─── PROVIDED TEXT

When writing Chialisp, security concerns should be at the front of your mind. The language is specifically designed to secure money on a network with no centralized authority to enforce rules. The only person standing in the way of attackers and potentially large sums of money is going to be you.
Remember from our discussion of coin lifecycles that when you push a transaction, it gets gossiped to other nodes until it finds one who will put it into a block. Every node chooses what will be passed on to the next node. If it likes, it can change some data before it forwards it.
This is why the aggregated signature is part of the spend bundle. It allows you to mark data as valid only if there is also a signature that vouches for its correctness. Signatures are how you prevent nodes from changing your transaction in malicious ways; if they do, the spend will no longer be valid.
Signing is especially important when looking at solution values. The puzzle reveal is secured by the puzzle hash on the coin. The solution, however, can be anything. Most of the time when you are spending a coin, a the output conditions are passed in somehow through the solution. If you don't sign those conditions (or the delegated puzzle that generates them) you must assume that an attacker is going to notice and attempt to substitute their own values.
Sometimes, it is necessary to have solution values that logistically cannot be signed, but also should not be changed. In scenarios like these, you should try to have a signed coin use announcements to assert that the coin is being spent with the correct information.

──────

**WORK TO COMPLETE:** Write the next part of the text on Chialisp security, starting right after its final sentence.

─── STORED RECORDS

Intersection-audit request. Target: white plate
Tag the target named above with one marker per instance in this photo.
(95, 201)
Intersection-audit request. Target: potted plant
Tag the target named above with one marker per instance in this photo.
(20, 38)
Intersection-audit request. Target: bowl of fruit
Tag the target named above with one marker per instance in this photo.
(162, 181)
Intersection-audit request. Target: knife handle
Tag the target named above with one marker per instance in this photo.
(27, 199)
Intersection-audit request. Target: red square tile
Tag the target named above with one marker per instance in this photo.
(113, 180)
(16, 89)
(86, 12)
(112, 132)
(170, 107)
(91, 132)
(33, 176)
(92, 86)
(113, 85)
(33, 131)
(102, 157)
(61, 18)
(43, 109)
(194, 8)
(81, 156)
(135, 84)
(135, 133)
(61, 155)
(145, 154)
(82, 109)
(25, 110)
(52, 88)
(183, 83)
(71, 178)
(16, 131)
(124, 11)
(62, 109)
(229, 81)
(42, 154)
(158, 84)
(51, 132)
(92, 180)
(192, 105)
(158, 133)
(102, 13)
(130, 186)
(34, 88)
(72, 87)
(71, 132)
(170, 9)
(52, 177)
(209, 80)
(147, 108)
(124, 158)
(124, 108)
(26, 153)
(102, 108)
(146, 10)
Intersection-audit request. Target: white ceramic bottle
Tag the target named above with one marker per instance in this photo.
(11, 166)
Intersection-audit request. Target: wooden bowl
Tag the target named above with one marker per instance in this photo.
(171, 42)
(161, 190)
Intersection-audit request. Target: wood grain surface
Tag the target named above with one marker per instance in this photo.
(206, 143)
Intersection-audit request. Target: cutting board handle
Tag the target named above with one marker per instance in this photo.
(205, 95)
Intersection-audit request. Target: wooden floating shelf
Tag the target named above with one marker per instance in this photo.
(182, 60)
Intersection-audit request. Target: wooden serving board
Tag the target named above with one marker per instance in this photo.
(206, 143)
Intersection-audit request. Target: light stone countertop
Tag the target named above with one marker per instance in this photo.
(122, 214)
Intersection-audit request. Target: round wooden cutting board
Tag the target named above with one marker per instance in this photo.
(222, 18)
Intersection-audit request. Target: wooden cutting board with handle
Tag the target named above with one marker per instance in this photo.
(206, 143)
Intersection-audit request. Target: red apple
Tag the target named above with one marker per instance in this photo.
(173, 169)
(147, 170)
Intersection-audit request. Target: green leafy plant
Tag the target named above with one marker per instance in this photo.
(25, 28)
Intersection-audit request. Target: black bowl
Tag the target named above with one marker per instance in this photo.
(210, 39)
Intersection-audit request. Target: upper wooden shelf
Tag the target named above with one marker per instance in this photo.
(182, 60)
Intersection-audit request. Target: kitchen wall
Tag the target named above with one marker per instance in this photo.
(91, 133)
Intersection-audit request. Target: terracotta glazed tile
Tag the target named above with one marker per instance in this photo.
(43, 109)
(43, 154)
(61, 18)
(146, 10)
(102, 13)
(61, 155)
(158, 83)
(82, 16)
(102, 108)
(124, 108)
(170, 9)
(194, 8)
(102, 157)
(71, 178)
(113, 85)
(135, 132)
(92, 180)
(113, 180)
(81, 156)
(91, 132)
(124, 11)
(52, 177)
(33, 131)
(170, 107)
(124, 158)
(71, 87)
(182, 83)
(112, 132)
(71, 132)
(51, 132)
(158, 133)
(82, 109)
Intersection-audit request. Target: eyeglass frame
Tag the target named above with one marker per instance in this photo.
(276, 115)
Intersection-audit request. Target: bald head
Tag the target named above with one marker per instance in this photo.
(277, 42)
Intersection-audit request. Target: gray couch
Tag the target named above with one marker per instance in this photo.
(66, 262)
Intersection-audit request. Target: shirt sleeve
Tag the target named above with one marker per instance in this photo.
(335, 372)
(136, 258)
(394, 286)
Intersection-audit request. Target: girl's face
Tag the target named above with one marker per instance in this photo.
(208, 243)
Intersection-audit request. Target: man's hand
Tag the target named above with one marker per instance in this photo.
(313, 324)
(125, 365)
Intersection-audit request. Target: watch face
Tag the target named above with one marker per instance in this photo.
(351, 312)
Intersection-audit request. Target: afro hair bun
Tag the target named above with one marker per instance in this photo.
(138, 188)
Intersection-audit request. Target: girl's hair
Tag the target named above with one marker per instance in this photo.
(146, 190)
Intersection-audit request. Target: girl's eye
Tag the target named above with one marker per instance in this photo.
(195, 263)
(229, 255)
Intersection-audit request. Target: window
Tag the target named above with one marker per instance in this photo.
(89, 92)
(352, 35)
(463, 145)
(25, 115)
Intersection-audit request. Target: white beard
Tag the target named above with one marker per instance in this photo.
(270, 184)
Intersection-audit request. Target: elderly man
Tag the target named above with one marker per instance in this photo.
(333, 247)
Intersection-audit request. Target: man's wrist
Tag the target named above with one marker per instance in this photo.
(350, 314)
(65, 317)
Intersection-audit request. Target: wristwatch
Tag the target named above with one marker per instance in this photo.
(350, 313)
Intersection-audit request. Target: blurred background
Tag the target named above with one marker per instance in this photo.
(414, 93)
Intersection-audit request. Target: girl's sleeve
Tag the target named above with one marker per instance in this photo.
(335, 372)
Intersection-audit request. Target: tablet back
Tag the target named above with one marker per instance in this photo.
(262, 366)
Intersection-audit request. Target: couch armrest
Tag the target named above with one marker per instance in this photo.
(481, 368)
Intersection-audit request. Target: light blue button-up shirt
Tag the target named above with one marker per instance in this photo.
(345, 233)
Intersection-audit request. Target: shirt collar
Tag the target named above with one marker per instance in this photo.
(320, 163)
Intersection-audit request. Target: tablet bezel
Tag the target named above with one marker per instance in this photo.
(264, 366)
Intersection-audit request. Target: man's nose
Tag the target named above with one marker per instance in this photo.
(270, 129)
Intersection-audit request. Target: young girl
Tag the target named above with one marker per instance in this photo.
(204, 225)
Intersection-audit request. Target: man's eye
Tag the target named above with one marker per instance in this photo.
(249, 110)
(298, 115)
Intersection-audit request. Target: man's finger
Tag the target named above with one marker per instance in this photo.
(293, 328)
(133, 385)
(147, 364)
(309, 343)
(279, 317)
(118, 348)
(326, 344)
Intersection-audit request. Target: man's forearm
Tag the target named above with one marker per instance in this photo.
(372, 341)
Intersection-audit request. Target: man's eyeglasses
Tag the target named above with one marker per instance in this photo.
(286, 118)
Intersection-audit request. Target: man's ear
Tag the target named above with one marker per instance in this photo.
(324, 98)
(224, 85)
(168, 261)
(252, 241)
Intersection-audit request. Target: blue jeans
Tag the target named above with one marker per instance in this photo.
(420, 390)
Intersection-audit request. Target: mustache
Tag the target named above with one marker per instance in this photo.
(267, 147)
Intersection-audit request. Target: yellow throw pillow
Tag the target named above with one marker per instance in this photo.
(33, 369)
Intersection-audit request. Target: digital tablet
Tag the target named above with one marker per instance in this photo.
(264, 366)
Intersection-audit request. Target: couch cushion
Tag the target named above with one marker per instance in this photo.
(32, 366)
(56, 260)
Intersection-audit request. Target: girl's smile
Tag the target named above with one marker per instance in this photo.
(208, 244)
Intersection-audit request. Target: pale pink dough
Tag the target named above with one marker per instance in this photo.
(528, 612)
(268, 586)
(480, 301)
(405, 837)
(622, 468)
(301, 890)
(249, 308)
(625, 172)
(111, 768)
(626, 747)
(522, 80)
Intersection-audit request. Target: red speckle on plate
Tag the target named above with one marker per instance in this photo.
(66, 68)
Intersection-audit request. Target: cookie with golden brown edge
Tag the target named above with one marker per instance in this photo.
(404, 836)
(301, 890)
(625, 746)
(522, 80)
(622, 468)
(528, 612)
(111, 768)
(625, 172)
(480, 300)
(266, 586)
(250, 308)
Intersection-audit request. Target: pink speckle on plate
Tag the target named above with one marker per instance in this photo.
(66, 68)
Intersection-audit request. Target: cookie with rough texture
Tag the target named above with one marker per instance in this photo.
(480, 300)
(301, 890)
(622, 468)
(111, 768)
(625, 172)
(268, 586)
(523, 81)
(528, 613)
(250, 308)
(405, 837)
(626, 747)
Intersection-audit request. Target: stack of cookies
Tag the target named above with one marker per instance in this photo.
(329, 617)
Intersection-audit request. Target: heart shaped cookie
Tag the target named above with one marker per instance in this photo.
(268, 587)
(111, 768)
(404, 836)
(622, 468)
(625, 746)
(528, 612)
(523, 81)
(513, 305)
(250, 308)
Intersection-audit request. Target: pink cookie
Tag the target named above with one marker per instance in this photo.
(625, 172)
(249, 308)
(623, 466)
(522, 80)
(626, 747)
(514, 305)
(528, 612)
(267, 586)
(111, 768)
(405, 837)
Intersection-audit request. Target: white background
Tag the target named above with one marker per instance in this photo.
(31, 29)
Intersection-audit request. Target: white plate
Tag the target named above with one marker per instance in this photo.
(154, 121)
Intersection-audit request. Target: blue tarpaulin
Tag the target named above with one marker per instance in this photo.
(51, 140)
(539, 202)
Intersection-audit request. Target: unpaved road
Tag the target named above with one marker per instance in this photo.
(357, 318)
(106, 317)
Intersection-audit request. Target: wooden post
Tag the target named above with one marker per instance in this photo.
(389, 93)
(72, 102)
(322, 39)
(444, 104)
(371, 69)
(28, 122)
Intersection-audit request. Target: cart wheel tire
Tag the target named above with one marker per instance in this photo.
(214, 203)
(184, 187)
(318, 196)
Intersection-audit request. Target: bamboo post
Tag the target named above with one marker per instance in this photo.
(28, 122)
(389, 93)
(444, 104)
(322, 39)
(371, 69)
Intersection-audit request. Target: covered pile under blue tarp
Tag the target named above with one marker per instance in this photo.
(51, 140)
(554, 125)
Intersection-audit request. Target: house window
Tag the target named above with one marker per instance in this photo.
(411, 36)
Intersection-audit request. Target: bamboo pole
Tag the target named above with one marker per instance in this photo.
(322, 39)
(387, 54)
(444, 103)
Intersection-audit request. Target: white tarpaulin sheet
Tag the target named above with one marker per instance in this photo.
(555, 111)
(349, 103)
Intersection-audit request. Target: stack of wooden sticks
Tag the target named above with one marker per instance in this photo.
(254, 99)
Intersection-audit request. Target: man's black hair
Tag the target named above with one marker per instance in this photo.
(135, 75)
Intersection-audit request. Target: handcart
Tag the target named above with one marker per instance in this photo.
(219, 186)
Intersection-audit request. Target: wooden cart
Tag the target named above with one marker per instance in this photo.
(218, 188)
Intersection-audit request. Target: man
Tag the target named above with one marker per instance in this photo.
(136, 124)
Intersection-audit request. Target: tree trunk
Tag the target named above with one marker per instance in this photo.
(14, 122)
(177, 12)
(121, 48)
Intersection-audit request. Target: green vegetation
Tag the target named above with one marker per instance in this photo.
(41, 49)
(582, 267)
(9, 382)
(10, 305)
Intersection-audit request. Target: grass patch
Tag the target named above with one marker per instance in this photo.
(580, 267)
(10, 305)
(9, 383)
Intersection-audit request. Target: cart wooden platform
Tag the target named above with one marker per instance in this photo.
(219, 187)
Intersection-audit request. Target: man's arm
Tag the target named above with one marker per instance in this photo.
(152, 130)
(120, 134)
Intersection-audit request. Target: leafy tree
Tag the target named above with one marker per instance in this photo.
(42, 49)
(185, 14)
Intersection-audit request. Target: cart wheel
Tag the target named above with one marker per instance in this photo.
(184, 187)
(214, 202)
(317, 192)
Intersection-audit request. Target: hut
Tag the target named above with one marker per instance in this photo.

──────

**TASK RESPONSE:**
Signing is how you prevent nodes from messing with your own spends, but sometimes you want to create coins that will be traded around with specific rules. As a result you don't know who will be spending the coin, and you don't know if they will be honest. We saw in our discussion of outer puzzles that you can enforce rules on your child coins using currying and wrapping tree hashes, but there are times when you also want to enforce truths about yourself or your parent.
This is where the
ASSERT_MY_* family of opcodes comes in.
When you need information (
amount) about your coin to use in the puzzle, it cannot always be curried in by an honest party.
Sometimes, it will need to be passed in through the solution.
The solution should always be treated as if it is being solved by malicious or careless parties.
If any coin information is being passed in, it should be asserted with opcodes to ensure that the network, who can see that information, can confirm it.
Keep in mind that
ASSERT_MY_COIN_ID will actually implicitly assert all three of the pieces of information in a coin. The same is true of
ASSERT_MY_PARENT_ID for parent coins, which is particularly useful since there is no such thing as
ASSERT_MY_PARENT_PUZZLE_HASH, for example.
Another huge concern when creating your spends is whether they will be valid if parts of them are excluded or reused.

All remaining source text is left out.